Consegna - Nel brano sulle ferrovie in Calabria, quanti chilometri della rete regionale sono a binario unico?

Brano scelto -
═══

L'Alta velocità arriva anche in Calabria, ma ci mette il doppio del tempo. Varcati i confini della regione deve, infatti, rallentare. Su 965  km di rete, ben 686 sono a binario unico e 480 non sono elettrificati. L'infrastruttura ferroviaria è troppo malandata per permettere ai treni di viaggiare a velocità sostenuta. "Fino a qualche tempo fa - racconta Costantino - nel tratto che passa da Scilla bisognava andare a 25 chilometri orari". 

In Calabria, più in ritardo dei treni arrivano le risorse. Il Pon Infrastrutture e Reti 2014-2020 (Piano Operativo Nazionale) aveva previsto per le regioni obiettivo la realizzazione di piattaforme e strumenti intelligenti per la mobilità.  “Ad oggi neanche un euro dei fondi stanziati è stato speso” osserva Costantino, che ricorda anche il Piano Generale dei Trasporti e della Logistica messo a punto nel 2016 dall’allora ministro delle infrastrutture Graziano Del Rio. La sua “cura del ferro” prevedeva per la Calabria 500 milioni di euro e l’ammodernamento della linea che collega Reggio Calabria a Taranto. Ma secondo la Filt è già chiaro che i lavori non termineranno, come previsto, nel 2022.

Un paradosso, se si pensa che a Reggio Calabria ha sede la Hitachi, multinazionale delle macchine per spostamenti via terra e ferroviari. Nella città sulle rive dello Stretto si costruisce il novanta per cento delle vetture ferroviarie utilizzate in tutta Europa. Tranne che in Calabria. La punta dell’Italia non è solo staccata dal resto dello stivale, ma anche poco collegata da comune a comune. Tra Cosenza e Crotone ci sono “solo” 115 chilometri di strada, ma per arrivarci in treno ci vogliono tre ore, con un cambio. Catanzaro dista da Lamezia Terme 37 chilometri, ma per raggiungere in treno l’aeroporto dal capoluogo di regione ci si impiega più di mezz’ora.

═══

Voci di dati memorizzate
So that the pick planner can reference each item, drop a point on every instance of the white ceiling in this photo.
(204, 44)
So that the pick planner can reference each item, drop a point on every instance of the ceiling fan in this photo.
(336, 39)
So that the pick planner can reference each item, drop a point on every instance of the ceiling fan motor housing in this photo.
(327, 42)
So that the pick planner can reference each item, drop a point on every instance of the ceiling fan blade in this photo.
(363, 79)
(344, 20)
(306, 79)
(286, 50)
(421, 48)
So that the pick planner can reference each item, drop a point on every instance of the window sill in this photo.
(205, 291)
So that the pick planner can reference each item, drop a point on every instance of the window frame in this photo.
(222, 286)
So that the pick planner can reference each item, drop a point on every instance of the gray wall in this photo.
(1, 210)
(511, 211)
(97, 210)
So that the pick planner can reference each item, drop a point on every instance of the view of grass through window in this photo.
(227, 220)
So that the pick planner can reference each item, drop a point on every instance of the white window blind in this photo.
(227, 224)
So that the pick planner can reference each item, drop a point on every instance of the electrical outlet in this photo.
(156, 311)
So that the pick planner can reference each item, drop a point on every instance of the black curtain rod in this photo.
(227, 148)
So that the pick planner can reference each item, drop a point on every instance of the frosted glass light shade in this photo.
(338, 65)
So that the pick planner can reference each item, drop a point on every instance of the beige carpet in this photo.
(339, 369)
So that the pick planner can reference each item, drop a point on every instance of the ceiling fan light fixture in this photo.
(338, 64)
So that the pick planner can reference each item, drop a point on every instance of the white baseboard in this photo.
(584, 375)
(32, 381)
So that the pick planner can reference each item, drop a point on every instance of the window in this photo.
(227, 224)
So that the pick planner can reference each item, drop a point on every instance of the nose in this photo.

═══

Soluzione - 686 chilometri su 965.